Brief 1:
Answer the following questions about the thread below:
(a) How many calls to executemany() does the asker use to save the data?
(b) According to the edit, what does the asker not want to do?
(c) Which standard library function does the reply suggest comparing the request to?

Reputation: 21883
I have a structure like this (pseudo code):
class Player {
steamid: str
hero: Hero
}
class Hero {
class_id: str
level: int
xp: int
skills: list[Skill]
}
class Skill {
class_id: str
level: int
}
Now I'm trying to store it into a database, and I gave my player a get_serialized_data()
method which returns a tuple like so:
return (
# players
(steamid, hero.class_id),
# heroes
(steamid, hero.class_id, hero.level, hero.xp),
# skills
(
(steamid, hero.class_id, skill.class_id, skill.level)
for skill in hero.skills
),
)
Finally, I'm simultaneously storing every players' data into the database, and using three calls to executemany()
to save:
executemany()
executemany()
executemany()
And here's my code to do that:
def save_all_data(*, commit=True):
"""Save every active player's data into the database."""
players_data = []
heroes_data = []
skills_data = []
for player in _players.values():
player_data, hero_data, skills_data_ = player.get_serialized_data()
players_data.append(player_data)
heroes_data.append(heroes_data)
skills_data.extend(skills_data_)
_database.save_players(players_data)
_database.save_heroes(heroes_data)
_database.save_skills(skills_data)
if commit:
_database.commit()
The "problem", as you can see, is that I construct three large lists. Is it possible to replace these lists with generators somehow? My _database.save_X()
methods all accept generators, so it would save a lot of RAM.
Edit: Also, I don't want to loop through the players three times. So I'd love to get three generators somehow during one loop.
Upvotes: 2
Views: 135
Reputation: 104682
There's no way to avoid storing O(len(players))
worth of data if you want to save the sets of your player, hero and skill data in separate operations on the database (rather than doing one operation for each player with their associated hero and skill data, or saving it all somehow in parallel).
Generators won't help you here. Even if you could come up with a generator that returned the hero and skill data, it would need to maintain a list (or some other data structure) in the background unless your three database saves were happening in parallel. You might want to compare what you're asking for to the implementation of itertools.tee
, which creates several "copies" of an input iterator. It's only space efficient if you're iterating over the copies in parallel (with for instance, zip
), rather than one by one. If you're iterating over the copies one by one, it's essentially the same as copying the iterator's contents into a list and iterating over that repeatedly.
Upvotes: 2

Brief 2:
Extract every line of the records that contains the string "lawn", treating uppercase and lowercase as distinct.

Labeled object-pointing entries
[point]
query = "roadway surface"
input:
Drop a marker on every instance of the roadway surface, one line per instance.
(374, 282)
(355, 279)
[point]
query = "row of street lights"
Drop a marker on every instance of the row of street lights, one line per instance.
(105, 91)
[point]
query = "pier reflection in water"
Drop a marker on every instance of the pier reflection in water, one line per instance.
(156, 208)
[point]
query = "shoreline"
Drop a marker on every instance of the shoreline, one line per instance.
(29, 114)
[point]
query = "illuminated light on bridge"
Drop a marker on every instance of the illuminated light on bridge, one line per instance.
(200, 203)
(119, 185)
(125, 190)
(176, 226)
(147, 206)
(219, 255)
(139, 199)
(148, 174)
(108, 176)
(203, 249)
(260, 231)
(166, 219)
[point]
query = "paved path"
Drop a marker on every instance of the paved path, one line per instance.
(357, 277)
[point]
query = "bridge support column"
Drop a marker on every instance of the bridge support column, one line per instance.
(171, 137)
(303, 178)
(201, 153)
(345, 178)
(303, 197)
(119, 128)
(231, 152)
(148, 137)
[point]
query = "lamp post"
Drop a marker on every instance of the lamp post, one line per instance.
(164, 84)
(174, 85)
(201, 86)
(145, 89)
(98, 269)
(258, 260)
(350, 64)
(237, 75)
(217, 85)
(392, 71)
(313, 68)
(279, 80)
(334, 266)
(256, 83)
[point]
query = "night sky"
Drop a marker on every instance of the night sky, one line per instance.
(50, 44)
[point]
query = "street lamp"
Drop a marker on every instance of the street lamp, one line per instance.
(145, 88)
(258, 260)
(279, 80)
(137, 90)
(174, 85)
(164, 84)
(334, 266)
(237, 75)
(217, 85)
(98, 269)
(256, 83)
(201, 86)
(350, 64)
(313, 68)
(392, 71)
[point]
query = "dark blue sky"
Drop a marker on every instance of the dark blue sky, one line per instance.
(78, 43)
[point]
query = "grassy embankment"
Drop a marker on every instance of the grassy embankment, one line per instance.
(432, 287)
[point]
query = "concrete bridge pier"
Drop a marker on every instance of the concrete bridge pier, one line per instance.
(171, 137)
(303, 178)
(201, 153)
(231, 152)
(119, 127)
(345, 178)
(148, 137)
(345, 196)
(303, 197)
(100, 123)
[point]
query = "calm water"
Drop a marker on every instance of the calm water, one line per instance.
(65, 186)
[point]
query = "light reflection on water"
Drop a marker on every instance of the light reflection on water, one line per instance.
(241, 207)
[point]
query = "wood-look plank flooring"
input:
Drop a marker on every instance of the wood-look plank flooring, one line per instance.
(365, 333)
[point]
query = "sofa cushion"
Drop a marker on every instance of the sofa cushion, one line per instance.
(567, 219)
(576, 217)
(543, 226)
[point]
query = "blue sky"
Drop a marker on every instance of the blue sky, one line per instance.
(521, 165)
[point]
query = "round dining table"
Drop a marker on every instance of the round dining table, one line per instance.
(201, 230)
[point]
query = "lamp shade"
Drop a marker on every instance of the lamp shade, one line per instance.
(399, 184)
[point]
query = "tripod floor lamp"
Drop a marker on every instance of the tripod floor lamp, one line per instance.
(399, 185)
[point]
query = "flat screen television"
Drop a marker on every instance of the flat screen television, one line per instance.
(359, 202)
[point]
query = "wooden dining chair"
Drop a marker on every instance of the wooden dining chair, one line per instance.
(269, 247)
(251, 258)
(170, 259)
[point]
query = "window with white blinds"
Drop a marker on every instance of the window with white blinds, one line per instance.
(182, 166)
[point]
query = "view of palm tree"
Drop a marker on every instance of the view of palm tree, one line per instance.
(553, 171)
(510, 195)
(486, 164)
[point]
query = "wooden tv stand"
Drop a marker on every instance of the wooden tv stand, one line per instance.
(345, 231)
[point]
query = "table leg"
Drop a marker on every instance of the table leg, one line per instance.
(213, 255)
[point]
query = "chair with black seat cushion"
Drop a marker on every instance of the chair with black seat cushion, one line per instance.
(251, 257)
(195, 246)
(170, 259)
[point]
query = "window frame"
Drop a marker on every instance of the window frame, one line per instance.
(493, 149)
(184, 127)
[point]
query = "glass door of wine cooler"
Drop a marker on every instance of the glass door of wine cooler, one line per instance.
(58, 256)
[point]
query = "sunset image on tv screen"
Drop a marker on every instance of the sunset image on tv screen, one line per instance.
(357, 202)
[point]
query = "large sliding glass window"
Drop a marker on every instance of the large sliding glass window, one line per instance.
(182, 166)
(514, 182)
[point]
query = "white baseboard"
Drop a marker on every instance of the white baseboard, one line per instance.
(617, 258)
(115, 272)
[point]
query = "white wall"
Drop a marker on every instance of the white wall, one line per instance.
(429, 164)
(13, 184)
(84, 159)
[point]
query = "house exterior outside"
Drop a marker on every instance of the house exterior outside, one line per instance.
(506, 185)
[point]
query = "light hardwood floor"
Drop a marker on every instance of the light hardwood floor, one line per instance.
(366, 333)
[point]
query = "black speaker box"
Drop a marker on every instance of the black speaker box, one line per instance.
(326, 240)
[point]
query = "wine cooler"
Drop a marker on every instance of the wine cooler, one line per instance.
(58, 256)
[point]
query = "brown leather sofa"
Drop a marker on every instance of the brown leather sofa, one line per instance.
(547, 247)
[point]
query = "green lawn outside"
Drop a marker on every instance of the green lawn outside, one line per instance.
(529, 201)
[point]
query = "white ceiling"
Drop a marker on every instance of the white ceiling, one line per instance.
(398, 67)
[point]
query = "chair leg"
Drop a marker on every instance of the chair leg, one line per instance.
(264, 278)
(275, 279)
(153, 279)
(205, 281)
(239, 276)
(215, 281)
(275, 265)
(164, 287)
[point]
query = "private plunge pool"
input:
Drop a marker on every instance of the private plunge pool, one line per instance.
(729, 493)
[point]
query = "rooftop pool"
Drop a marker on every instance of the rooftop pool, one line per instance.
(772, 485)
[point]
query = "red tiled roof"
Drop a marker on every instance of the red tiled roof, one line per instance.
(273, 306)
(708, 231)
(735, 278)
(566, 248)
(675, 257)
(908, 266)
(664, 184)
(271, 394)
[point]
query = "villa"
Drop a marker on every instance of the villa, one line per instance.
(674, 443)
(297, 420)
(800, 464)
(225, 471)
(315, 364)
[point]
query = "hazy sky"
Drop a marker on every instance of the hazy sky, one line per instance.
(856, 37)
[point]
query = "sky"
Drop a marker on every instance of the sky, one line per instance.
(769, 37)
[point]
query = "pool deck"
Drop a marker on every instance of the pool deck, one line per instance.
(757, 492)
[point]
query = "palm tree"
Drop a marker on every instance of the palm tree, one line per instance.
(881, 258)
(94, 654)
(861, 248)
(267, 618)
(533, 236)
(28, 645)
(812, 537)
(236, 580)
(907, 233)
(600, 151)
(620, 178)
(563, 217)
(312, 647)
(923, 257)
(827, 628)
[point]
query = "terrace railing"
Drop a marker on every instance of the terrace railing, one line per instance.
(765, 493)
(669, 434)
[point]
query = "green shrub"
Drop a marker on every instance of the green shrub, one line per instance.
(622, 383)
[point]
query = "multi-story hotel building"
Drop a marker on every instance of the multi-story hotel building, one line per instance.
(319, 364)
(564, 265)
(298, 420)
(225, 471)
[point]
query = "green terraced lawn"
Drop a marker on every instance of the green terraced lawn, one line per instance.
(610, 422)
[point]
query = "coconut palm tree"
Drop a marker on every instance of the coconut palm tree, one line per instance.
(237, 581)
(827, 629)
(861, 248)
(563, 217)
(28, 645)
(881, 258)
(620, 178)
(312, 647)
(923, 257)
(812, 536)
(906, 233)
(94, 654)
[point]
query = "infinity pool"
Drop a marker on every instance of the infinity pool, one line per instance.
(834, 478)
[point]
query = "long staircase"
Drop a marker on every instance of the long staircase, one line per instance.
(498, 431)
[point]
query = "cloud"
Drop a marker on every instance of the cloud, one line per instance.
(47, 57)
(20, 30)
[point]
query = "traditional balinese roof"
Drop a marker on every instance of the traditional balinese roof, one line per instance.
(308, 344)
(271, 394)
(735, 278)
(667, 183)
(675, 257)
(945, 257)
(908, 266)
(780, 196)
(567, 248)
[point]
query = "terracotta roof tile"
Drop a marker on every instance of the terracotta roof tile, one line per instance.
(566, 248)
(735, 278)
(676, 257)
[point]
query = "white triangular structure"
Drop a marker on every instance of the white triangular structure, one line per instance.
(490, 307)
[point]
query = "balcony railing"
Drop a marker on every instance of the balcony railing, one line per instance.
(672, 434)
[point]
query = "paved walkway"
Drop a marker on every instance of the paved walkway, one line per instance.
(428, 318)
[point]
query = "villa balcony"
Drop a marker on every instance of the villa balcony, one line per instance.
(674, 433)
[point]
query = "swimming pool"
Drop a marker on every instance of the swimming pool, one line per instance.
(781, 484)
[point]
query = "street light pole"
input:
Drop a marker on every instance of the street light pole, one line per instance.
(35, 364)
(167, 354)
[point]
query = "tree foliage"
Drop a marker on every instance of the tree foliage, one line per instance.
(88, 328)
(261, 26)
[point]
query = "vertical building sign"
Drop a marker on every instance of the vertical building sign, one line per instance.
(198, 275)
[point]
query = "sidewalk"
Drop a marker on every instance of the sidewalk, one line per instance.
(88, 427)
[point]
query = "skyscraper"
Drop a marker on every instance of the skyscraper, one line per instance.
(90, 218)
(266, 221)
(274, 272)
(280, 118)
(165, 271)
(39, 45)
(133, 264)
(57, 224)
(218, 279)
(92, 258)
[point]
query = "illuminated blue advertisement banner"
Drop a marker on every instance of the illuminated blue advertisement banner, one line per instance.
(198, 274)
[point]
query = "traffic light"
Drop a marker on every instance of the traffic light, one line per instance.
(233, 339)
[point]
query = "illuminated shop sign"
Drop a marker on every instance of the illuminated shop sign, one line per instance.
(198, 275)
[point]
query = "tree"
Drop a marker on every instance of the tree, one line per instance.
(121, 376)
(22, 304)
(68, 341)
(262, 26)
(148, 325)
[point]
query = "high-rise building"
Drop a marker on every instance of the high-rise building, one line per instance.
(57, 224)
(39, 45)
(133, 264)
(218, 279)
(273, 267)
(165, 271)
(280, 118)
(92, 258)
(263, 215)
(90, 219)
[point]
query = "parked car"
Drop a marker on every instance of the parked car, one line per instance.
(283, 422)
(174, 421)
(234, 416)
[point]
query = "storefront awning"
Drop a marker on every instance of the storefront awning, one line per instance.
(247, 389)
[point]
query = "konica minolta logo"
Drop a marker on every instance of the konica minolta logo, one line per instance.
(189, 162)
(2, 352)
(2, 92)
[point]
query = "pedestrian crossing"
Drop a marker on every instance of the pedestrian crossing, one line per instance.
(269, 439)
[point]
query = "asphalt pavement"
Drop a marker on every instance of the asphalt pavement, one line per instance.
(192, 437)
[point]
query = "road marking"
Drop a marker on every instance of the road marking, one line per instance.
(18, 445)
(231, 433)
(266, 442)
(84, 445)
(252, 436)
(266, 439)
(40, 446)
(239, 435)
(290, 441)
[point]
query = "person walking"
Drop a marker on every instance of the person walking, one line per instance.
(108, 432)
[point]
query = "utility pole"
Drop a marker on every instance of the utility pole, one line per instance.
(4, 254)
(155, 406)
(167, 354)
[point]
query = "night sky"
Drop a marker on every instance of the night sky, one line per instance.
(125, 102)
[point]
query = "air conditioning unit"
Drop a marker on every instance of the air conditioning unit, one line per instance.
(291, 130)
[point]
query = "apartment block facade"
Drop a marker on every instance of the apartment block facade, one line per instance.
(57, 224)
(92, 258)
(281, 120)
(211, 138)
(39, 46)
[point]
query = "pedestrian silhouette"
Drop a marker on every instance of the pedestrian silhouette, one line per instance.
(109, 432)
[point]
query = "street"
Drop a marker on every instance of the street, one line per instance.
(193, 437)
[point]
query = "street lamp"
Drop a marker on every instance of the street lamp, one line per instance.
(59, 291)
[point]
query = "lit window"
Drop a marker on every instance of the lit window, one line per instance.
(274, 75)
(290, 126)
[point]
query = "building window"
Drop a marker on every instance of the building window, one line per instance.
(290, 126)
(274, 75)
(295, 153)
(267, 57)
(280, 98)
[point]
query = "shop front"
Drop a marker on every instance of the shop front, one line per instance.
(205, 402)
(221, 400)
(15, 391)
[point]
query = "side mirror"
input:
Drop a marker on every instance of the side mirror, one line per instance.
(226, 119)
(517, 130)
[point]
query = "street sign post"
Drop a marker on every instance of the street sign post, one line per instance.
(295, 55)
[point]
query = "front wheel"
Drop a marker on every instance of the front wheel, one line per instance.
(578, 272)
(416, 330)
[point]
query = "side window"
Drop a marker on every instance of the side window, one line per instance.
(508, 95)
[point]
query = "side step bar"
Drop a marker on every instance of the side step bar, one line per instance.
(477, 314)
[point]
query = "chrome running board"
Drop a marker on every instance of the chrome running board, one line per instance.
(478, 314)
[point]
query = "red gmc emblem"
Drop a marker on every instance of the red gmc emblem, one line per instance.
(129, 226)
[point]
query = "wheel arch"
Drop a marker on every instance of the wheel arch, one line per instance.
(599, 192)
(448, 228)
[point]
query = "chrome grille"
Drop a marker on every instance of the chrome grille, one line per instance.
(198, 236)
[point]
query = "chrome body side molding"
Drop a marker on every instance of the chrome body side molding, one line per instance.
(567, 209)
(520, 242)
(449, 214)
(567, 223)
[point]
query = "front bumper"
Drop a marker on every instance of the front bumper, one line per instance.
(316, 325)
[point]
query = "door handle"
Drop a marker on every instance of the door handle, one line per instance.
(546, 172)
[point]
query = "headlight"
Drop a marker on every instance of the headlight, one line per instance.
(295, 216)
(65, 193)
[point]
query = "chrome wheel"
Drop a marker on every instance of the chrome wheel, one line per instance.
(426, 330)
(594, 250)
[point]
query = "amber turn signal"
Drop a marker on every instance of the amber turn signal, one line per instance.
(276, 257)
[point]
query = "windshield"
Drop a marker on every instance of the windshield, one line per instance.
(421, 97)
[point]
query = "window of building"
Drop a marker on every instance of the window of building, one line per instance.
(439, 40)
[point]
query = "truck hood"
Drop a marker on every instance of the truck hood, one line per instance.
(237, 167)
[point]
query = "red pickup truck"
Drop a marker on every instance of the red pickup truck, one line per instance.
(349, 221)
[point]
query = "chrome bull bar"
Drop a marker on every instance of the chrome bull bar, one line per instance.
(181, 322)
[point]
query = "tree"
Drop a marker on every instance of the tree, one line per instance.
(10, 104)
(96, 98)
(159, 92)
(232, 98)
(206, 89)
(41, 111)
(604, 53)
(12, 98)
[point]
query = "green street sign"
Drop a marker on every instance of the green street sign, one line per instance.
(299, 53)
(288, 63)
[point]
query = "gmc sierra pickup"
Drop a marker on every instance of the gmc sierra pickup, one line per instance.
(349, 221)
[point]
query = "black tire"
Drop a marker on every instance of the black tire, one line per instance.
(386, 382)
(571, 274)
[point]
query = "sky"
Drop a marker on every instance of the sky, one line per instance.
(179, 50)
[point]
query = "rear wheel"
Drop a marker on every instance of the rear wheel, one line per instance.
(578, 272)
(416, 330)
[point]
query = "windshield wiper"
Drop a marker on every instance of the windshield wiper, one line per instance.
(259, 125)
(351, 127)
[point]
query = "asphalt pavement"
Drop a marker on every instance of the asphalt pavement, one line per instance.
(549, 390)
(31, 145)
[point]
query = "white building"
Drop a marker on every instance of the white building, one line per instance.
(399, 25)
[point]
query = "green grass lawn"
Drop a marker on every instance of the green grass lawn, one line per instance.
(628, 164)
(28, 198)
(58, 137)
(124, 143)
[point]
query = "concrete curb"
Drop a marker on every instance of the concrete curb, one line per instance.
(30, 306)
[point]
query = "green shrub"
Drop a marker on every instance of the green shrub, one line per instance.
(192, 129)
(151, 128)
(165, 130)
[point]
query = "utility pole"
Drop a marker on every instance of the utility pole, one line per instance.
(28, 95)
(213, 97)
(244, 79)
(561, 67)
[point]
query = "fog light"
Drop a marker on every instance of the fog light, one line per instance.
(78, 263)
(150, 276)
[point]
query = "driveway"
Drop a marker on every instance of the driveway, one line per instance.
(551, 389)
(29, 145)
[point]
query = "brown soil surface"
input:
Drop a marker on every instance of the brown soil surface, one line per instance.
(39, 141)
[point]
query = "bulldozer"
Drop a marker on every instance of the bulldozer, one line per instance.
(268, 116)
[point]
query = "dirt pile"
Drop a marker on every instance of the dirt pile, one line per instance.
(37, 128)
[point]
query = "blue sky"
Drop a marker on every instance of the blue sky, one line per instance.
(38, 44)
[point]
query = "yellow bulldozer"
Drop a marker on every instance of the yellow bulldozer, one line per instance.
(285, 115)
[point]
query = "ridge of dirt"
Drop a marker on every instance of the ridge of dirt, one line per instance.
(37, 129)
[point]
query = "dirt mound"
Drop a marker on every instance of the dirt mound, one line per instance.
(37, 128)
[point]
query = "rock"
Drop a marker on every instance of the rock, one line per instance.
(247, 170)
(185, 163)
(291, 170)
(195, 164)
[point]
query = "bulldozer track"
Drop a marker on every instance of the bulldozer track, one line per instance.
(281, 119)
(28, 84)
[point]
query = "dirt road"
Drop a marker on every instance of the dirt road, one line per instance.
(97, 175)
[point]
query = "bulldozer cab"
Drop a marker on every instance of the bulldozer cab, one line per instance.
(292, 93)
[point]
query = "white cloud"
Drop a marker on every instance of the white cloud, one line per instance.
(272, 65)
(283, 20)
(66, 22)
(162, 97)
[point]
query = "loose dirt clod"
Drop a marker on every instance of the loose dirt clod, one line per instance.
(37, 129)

Written response 1:
(a) Three.
(b) Loop through the players three times.
(c) itertools.tee

Written response 2:
query = "green lawn outside"
Drop a marker on every instance of the green lawn outside, one line per instance.
query = "green terraced lawn"
Drop a marker on every instance of the green terraced lawn, one line per instance.
query = "green grass lawn"
Drop a marker on every instance of the green grass lawn, one line per instance.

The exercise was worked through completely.